Directions —
Recast every line of the records below as a JSON list of strings, one string per line. Leave out the blank lines.

START Dataset entries

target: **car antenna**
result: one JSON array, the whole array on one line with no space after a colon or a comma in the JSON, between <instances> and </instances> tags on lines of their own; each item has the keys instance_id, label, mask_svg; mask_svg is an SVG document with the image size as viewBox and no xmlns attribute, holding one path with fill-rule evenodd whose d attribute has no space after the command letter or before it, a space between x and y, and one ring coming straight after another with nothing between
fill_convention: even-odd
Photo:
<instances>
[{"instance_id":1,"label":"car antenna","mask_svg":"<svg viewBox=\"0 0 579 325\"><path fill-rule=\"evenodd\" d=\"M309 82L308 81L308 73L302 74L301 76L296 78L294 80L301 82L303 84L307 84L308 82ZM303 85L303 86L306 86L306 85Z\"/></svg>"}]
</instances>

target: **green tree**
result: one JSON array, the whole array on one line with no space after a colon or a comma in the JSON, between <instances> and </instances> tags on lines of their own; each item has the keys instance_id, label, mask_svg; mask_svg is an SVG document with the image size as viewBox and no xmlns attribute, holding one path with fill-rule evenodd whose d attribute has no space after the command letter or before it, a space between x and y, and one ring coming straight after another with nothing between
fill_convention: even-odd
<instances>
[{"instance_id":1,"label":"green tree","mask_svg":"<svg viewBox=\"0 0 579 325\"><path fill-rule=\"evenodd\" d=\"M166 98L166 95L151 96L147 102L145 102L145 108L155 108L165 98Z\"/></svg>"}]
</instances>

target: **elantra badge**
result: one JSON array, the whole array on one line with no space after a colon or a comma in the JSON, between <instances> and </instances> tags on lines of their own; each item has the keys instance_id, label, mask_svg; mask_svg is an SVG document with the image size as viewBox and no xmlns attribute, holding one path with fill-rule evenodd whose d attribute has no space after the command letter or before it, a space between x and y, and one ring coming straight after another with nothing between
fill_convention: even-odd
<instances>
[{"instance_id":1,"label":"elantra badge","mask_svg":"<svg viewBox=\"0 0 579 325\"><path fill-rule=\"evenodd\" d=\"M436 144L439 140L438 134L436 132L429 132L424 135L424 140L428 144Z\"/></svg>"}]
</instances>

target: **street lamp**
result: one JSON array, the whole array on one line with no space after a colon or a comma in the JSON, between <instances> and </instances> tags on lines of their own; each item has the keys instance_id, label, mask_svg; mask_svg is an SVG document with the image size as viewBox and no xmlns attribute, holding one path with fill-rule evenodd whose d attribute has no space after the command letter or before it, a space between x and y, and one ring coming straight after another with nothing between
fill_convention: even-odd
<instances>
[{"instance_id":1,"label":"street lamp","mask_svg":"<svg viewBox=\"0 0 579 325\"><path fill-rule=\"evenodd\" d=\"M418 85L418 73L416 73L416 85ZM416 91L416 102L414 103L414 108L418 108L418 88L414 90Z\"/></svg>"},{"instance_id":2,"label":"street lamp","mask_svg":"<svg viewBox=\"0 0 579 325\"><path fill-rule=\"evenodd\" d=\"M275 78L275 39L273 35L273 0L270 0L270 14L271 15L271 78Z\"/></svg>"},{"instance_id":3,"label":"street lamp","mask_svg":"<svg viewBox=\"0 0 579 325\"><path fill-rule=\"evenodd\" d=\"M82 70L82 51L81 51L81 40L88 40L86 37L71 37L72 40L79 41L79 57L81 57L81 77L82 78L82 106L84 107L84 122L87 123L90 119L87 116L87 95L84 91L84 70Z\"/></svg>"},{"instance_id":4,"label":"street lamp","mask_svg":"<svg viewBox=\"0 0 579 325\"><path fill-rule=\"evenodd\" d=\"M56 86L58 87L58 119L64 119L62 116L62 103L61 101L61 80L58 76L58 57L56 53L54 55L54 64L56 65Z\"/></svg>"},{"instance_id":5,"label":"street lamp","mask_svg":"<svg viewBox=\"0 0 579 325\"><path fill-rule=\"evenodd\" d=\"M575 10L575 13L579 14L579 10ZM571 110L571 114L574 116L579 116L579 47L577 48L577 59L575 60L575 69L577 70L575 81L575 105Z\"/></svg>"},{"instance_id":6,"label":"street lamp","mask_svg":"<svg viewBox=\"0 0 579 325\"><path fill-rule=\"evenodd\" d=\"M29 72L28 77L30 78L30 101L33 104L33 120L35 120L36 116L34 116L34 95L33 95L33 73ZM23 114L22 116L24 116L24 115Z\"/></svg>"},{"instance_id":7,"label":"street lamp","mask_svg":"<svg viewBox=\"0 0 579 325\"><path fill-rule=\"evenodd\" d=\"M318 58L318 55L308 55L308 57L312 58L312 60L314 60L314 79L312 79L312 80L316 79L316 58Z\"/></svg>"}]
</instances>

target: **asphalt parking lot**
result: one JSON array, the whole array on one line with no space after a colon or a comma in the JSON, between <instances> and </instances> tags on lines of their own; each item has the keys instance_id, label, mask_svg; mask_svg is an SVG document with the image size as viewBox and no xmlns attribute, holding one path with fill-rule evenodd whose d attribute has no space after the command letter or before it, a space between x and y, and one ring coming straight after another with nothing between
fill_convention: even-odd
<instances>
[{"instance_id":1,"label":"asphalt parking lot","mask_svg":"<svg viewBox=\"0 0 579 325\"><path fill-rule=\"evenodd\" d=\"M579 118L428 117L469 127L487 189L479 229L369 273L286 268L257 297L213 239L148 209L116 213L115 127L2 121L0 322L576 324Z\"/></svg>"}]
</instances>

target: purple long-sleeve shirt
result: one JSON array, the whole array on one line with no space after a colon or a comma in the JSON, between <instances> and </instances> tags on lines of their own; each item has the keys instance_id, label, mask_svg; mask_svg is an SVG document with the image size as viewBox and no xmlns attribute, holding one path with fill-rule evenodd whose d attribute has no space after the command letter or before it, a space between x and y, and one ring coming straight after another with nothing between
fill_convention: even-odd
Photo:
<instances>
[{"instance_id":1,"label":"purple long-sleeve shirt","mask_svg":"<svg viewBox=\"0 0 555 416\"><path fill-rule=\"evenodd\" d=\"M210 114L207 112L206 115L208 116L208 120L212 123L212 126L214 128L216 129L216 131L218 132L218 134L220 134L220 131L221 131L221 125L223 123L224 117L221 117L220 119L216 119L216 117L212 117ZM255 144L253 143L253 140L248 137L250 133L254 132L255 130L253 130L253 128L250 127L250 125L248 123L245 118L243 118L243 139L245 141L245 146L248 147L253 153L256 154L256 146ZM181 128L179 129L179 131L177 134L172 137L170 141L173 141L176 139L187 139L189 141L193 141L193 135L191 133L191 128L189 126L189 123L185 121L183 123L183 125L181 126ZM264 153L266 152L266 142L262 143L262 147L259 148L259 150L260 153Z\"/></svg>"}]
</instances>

END Dataset entries

Response —
[
  "target: **car antenna**",
  "result: one JSON array, the whole array on one line with no space after a colon or a comma in the JSON, between <instances> and </instances> tags on lines of their own; each item has the keys instance_id, label, mask_svg; mask_svg is an SVG document with the image size as viewBox and no xmlns attribute, holding one path with fill-rule evenodd whose d attribute has no space after the command letter or before it, a space between x and y, and one ring coming straight after another with nothing between",
  "fill_convention: even-odd",
  "Photo:",
  "<instances>",
  "[{\"instance_id\":1,\"label\":\"car antenna\",\"mask_svg\":\"<svg viewBox=\\\"0 0 579 325\\\"><path fill-rule=\\\"evenodd\\\" d=\\\"M309 82L308 81L308 73L302 74L301 76L296 78L294 80L301 82L303 84L307 84L308 82ZM303 85L303 86L306 86L306 85Z\\\"/></svg>\"}]",
  "</instances>",
  "target: **green tree**",
  "result: one JSON array, the whole array on one line with no space after a colon or a comma in the JSON, between <instances> and </instances> tags on lines of their own; each item has the keys instance_id, label, mask_svg; mask_svg is an SVG document with the image size as viewBox and no xmlns attribute, holding one path with fill-rule evenodd whose d attribute has no space after the command letter or before it, a space between x and y, and one ring coming straight after another with nothing between",
  "fill_convention: even-odd",
  "<instances>",
  "[{\"instance_id\":1,\"label\":\"green tree\",\"mask_svg\":\"<svg viewBox=\\\"0 0 579 325\\\"><path fill-rule=\\\"evenodd\\\" d=\\\"M166 98L166 95L151 96L147 102L145 102L145 108L155 108L165 98Z\\\"/></svg>\"}]",
  "</instances>",
  "target: **elantra badge**",
  "result: one JSON array, the whole array on one line with no space after a colon or a comma in the JSON, between <instances> and </instances> tags on lines of their own; each item has the keys instance_id, label, mask_svg; mask_svg is an SVG document with the image size as viewBox and no xmlns attribute, holding one path with fill-rule evenodd whose d attribute has no space after the command letter or before it, a space between x and y, and one ring coming straight after another with nothing between",
  "fill_convention: even-odd",
  "<instances>",
  "[{\"instance_id\":1,\"label\":\"elantra badge\",\"mask_svg\":\"<svg viewBox=\\\"0 0 579 325\\\"><path fill-rule=\\\"evenodd\\\" d=\\\"M436 144L439 140L438 134L436 132L429 132L424 135L424 140L428 144Z\\\"/></svg>\"}]",
  "</instances>",
  "target: **street lamp**",
  "result: one JSON array, the whole array on one line with no space after a colon or a comma in the JSON, between <instances> and </instances> tags on lines of their own; each item has the keys instance_id, label, mask_svg; mask_svg is an SVG document with the image size as viewBox and no xmlns attribute, holding one path with fill-rule evenodd whose d attribute has no space after the command letter or before it, a space between x and y, and one ring coming straight after another with nothing between",
  "fill_convention: even-odd",
  "<instances>",
  "[{\"instance_id\":1,\"label\":\"street lamp\",\"mask_svg\":\"<svg viewBox=\\\"0 0 579 325\\\"><path fill-rule=\\\"evenodd\\\" d=\\\"M418 85L418 73L416 73L416 85ZM416 91L416 102L414 103L414 108L418 108L418 88L414 90Z\\\"/></svg>\"},{\"instance_id\":2,\"label\":\"street lamp\",\"mask_svg\":\"<svg viewBox=\\\"0 0 579 325\\\"><path fill-rule=\\\"evenodd\\\" d=\\\"M275 78L275 39L273 35L273 0L270 0L270 14L271 15L271 78Z\\\"/></svg>\"},{\"instance_id\":3,\"label\":\"street lamp\",\"mask_svg\":\"<svg viewBox=\\\"0 0 579 325\\\"><path fill-rule=\\\"evenodd\\\" d=\\\"M82 70L82 51L81 51L81 40L88 40L86 37L71 37L72 40L79 41L79 57L81 57L81 77L82 78L82 106L84 107L84 122L87 123L90 119L87 116L87 95L84 91L84 70Z\\\"/></svg>\"},{\"instance_id\":4,\"label\":\"street lamp\",\"mask_svg\":\"<svg viewBox=\\\"0 0 579 325\\\"><path fill-rule=\\\"evenodd\\\" d=\\\"M56 86L58 87L58 119L64 119L62 116L62 103L61 101L61 80L58 76L58 57L56 53L54 55L54 64L56 65Z\\\"/></svg>\"},{\"instance_id\":5,\"label\":\"street lamp\",\"mask_svg\":\"<svg viewBox=\\\"0 0 579 325\\\"><path fill-rule=\\\"evenodd\\\" d=\\\"M575 10L575 13L579 14L579 10ZM571 110L571 114L574 116L579 116L579 47L577 48L577 59L575 60L575 69L577 70L575 81L575 105Z\\\"/></svg>\"},{\"instance_id\":6,\"label\":\"street lamp\",\"mask_svg\":\"<svg viewBox=\\\"0 0 579 325\\\"><path fill-rule=\\\"evenodd\\\" d=\\\"M29 72L28 77L30 78L30 101L33 104L33 120L35 120L36 116L34 116L34 95L33 95L33 73ZM23 114L22 116L24 116L24 115Z\\\"/></svg>\"},{\"instance_id\":7,\"label\":\"street lamp\",\"mask_svg\":\"<svg viewBox=\\\"0 0 579 325\\\"><path fill-rule=\\\"evenodd\\\" d=\\\"M318 58L318 55L308 55L308 57L312 58L312 60L314 60L314 79L312 79L312 80L316 79L316 58Z\\\"/></svg>\"}]",
  "</instances>",
  "target: **asphalt parking lot**",
  "result: one JSON array, the whole array on one line with no space after a colon or a comma in the JSON, between <instances> and </instances> tags on lines of their own; each item has the keys instance_id, label, mask_svg; mask_svg is an SVG document with the image size as viewBox and no xmlns attribute, holding one path with fill-rule evenodd whose d attribute has no space after the command letter or before it, a space between x and y, and one ring coming straight after another with nothing between",
  "fill_convention: even-odd",
  "<instances>",
  "[{\"instance_id\":1,\"label\":\"asphalt parking lot\",\"mask_svg\":\"<svg viewBox=\\\"0 0 579 325\\\"><path fill-rule=\\\"evenodd\\\" d=\\\"M579 118L428 117L469 127L487 189L479 229L369 273L286 268L257 297L213 239L148 209L116 213L115 127L2 121L0 322L576 324Z\\\"/></svg>\"}]",
  "</instances>",
  "target: purple long-sleeve shirt",
  "result: one JSON array, the whole array on one line with no space after a colon or a comma in the JSON, between <instances> and </instances> tags on lines of their own; each item has the keys instance_id, label, mask_svg; mask_svg is an SVG document with the image size as viewBox and no xmlns attribute, holding one path with fill-rule evenodd whose d attribute has no space after the command letter or before it, a space between x and y, and one ring coming straight after another with nothing between",
  "fill_convention: even-odd",
  "Photo:",
  "<instances>",
  "[{\"instance_id\":1,\"label\":\"purple long-sleeve shirt\",\"mask_svg\":\"<svg viewBox=\\\"0 0 555 416\\\"><path fill-rule=\\\"evenodd\\\" d=\\\"M210 114L207 112L206 115L208 116L208 120L212 123L212 126L214 128L216 129L216 131L218 132L218 134L220 134L220 131L221 131L221 125L223 123L224 117L221 117L220 119L216 119L216 117L212 117ZM255 144L253 143L253 140L248 137L250 133L254 132L255 130L253 130L253 128L250 127L250 125L248 123L245 118L243 118L243 139L245 141L245 146L248 147L253 153L256 154L256 146ZM181 128L179 129L179 131L177 134L172 137L170 141L173 141L176 139L187 139L189 141L193 141L193 135L191 133L191 128L189 126L189 123L185 121L183 123L183 125L181 126ZM264 153L266 152L266 142L262 143L262 147L259 148L259 150L260 153Z\\\"/></svg>\"}]",
  "</instances>"
]